Dati del dataset ::
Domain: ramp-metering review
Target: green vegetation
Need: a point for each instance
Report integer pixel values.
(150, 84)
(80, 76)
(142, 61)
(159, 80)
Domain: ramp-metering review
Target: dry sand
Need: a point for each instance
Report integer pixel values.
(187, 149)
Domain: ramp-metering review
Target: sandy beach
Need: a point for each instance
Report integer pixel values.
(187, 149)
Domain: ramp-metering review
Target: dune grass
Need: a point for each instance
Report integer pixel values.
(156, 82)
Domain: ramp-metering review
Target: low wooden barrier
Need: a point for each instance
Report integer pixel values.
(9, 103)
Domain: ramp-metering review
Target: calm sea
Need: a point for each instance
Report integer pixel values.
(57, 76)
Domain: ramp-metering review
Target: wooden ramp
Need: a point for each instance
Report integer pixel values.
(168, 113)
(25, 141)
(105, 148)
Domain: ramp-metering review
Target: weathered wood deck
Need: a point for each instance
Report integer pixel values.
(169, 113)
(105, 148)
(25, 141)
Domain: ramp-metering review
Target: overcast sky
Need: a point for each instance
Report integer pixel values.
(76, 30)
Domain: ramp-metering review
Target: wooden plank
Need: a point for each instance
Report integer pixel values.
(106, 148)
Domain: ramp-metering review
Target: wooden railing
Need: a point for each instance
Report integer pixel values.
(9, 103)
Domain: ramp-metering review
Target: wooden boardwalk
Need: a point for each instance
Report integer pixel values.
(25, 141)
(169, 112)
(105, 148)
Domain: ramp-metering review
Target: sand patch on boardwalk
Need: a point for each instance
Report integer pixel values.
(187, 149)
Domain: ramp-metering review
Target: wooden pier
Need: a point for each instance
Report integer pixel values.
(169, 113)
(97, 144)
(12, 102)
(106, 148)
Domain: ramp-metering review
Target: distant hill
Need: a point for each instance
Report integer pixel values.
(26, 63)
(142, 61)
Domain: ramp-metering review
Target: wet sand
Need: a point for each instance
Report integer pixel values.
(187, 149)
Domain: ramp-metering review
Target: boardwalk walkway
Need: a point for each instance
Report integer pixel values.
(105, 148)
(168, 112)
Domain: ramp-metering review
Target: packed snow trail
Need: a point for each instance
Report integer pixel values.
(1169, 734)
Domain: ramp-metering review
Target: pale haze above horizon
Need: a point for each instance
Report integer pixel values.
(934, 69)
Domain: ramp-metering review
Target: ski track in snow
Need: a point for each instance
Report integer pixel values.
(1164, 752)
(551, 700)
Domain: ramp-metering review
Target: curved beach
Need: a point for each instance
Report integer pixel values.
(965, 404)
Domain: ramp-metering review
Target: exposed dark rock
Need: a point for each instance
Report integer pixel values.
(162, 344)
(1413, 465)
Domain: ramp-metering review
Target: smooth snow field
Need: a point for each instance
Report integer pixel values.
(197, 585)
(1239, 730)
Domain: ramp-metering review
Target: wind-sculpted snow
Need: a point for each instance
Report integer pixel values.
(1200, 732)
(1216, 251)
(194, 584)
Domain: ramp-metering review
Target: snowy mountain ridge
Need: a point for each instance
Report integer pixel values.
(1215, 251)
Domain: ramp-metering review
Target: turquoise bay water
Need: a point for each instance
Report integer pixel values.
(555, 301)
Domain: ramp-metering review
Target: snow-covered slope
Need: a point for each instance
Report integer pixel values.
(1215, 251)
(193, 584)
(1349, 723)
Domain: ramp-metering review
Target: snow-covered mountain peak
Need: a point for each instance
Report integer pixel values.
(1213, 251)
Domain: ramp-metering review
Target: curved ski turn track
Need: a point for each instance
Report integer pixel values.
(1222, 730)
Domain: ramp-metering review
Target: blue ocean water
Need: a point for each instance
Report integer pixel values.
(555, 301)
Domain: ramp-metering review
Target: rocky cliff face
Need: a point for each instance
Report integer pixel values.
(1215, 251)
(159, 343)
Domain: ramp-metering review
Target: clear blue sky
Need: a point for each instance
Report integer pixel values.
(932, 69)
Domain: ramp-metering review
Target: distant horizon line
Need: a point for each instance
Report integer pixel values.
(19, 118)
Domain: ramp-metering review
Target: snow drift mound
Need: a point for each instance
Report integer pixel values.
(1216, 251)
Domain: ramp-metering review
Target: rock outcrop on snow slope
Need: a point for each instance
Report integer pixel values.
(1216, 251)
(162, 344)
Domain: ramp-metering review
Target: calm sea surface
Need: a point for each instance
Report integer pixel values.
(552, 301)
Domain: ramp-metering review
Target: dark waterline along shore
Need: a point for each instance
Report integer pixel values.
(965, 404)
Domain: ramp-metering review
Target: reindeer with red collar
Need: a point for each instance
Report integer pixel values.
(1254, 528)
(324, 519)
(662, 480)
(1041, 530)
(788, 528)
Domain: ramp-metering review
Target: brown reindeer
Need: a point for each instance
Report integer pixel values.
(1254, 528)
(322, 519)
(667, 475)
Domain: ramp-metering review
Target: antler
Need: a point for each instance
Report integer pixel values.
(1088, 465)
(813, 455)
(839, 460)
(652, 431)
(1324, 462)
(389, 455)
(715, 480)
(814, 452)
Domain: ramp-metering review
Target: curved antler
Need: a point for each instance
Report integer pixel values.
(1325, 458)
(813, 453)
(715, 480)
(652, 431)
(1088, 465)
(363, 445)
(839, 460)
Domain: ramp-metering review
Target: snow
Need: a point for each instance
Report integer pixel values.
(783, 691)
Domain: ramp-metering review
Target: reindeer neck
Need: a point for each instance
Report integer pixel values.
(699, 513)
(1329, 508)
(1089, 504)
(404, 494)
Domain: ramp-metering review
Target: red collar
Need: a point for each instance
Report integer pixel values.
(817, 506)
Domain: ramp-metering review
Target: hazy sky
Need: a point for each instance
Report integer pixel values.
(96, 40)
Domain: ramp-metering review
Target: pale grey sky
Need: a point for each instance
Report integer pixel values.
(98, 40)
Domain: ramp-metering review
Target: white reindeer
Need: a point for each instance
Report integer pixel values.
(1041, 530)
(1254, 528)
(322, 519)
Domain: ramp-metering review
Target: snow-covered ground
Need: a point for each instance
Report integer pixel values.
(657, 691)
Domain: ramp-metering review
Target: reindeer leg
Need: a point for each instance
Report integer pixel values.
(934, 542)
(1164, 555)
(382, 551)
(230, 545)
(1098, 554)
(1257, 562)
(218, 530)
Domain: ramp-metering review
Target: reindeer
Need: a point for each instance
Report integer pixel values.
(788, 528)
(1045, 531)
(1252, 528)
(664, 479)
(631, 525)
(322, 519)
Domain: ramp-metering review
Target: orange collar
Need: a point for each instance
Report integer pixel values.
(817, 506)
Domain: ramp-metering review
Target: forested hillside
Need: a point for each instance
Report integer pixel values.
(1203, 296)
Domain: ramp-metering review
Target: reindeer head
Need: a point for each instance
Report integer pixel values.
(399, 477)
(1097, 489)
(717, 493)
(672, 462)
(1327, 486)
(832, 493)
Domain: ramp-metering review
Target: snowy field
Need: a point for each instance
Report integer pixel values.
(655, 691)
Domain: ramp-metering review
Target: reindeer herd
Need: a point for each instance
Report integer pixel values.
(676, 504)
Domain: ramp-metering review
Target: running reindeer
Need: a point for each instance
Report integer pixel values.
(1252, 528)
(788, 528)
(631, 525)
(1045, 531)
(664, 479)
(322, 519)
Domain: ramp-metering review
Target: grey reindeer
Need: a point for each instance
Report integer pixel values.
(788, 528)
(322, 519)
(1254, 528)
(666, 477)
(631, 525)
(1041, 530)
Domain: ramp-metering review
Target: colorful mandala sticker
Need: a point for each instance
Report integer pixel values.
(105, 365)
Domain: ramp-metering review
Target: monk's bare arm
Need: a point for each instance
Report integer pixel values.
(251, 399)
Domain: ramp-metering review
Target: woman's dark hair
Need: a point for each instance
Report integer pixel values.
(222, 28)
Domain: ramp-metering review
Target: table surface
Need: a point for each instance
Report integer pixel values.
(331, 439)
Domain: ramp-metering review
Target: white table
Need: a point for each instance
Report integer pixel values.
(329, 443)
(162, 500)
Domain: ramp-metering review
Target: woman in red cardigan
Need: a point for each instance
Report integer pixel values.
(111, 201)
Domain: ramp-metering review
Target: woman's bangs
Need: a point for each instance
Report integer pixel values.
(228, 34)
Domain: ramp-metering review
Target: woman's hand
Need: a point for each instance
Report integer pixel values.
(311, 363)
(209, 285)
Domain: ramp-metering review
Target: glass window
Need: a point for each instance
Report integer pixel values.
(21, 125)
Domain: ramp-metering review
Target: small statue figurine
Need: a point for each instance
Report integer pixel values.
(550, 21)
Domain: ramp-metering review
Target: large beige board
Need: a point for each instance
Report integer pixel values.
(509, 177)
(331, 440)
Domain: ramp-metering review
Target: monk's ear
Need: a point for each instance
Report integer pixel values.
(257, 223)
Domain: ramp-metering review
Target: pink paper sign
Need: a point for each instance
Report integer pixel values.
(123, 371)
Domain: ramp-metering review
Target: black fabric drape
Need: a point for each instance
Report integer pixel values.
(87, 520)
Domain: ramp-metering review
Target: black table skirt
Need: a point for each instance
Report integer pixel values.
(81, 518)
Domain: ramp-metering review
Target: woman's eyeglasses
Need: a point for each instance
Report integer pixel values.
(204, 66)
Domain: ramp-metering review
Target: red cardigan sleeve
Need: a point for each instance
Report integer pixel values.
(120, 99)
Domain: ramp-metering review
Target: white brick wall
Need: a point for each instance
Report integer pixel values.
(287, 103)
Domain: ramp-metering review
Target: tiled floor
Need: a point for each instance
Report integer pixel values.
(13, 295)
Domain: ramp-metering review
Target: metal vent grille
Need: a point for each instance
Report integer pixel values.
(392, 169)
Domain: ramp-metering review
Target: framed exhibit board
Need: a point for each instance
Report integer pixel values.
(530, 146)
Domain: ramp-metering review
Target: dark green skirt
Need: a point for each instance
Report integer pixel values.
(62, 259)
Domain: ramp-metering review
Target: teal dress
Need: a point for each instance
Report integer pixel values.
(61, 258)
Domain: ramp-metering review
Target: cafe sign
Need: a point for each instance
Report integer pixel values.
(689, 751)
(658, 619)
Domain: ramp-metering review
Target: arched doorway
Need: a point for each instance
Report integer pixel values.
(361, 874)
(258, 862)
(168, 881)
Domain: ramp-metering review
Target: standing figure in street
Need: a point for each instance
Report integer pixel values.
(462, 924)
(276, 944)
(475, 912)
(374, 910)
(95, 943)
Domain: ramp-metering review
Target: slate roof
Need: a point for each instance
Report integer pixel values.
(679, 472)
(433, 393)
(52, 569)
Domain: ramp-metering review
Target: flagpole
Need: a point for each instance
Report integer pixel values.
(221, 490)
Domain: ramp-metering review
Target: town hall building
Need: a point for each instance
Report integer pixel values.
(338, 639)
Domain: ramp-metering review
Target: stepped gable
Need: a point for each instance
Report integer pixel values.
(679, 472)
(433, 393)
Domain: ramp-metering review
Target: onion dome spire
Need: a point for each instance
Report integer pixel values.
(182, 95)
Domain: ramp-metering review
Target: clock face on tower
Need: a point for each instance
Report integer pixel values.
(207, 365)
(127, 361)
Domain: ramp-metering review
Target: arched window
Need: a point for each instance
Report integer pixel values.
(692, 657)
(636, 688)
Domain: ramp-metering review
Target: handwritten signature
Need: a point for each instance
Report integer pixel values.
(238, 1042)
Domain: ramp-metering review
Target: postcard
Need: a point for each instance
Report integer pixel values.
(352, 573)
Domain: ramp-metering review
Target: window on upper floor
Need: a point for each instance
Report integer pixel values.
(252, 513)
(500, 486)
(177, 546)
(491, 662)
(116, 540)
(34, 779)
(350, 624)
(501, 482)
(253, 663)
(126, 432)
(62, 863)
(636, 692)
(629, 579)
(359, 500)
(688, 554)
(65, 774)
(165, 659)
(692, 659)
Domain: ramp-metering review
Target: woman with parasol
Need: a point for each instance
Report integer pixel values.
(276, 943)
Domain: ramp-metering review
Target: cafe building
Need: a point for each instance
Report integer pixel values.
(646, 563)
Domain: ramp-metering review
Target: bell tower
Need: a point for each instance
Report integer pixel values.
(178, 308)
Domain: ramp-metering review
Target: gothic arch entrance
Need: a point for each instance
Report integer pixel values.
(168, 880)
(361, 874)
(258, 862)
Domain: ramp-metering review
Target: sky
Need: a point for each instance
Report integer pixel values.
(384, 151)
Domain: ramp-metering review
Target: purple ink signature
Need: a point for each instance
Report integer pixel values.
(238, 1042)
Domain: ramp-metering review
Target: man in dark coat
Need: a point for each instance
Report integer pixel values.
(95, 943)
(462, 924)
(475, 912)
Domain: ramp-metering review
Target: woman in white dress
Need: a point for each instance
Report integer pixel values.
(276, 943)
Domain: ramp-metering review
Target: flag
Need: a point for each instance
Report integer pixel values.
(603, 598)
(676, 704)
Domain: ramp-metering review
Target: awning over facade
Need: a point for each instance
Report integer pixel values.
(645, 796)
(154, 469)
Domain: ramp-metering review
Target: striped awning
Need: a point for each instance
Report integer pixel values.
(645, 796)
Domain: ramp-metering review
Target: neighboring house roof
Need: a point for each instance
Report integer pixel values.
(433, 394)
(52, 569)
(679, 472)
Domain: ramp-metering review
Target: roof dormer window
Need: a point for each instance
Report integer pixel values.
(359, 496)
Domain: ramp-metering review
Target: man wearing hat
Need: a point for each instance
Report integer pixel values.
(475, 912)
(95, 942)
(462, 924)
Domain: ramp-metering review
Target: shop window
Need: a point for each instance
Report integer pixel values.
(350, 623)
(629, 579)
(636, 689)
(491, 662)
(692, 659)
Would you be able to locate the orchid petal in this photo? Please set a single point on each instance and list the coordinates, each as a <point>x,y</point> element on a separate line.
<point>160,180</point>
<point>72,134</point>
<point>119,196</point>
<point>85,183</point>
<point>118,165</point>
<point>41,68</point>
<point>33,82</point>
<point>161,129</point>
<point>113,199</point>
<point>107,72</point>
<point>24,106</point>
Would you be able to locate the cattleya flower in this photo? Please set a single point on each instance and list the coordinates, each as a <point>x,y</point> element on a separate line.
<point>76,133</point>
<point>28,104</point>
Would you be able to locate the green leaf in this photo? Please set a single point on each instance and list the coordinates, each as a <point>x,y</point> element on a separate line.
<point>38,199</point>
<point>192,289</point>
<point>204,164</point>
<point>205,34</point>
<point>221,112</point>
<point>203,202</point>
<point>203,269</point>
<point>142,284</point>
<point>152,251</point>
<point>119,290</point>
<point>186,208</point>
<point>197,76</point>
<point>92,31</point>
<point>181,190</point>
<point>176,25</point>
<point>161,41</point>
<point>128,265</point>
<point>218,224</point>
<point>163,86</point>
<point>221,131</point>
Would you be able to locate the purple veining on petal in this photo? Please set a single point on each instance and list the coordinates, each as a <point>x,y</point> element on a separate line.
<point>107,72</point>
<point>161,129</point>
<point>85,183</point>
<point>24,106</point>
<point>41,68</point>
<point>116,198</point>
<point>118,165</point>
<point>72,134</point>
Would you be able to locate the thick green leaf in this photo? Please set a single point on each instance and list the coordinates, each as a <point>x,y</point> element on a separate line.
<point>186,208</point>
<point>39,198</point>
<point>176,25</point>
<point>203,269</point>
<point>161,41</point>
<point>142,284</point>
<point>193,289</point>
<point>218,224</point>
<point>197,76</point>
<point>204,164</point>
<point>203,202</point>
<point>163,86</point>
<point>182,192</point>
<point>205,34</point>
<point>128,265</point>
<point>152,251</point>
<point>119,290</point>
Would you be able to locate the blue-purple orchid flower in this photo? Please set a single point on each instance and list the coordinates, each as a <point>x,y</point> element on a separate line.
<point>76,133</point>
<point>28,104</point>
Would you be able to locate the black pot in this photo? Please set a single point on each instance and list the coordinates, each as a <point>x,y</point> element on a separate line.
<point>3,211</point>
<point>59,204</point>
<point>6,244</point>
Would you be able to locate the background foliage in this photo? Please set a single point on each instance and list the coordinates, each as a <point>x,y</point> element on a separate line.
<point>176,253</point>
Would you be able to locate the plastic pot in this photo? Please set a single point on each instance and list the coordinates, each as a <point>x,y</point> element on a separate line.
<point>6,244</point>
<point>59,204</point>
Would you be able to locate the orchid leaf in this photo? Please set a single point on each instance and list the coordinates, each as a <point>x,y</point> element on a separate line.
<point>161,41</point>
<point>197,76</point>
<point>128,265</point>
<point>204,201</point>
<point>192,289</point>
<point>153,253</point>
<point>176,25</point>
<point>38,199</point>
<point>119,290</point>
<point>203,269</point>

Enunciato del problema :: Restituisci senza alcuna modifica le righe che vanno da quella contenente "Would you be able to locate the orchid leaf" fino alla fine dei dati, entrambi gli estremi inclusi.

Risultato del compito ::
Would you be able to locate the orchid leaf in this photo? Please set a single point on each instance and list the coordinates, each as a <point>x,y</point> element on a separate line.
<point>161,41</point>
<point>197,76</point>
<point>128,265</point>
<point>204,201</point>
<point>192,289</point>
<point>153,253</point>
<point>176,25</point>
<point>38,199</point>
<point>119,290</point>
<point>203,269</point>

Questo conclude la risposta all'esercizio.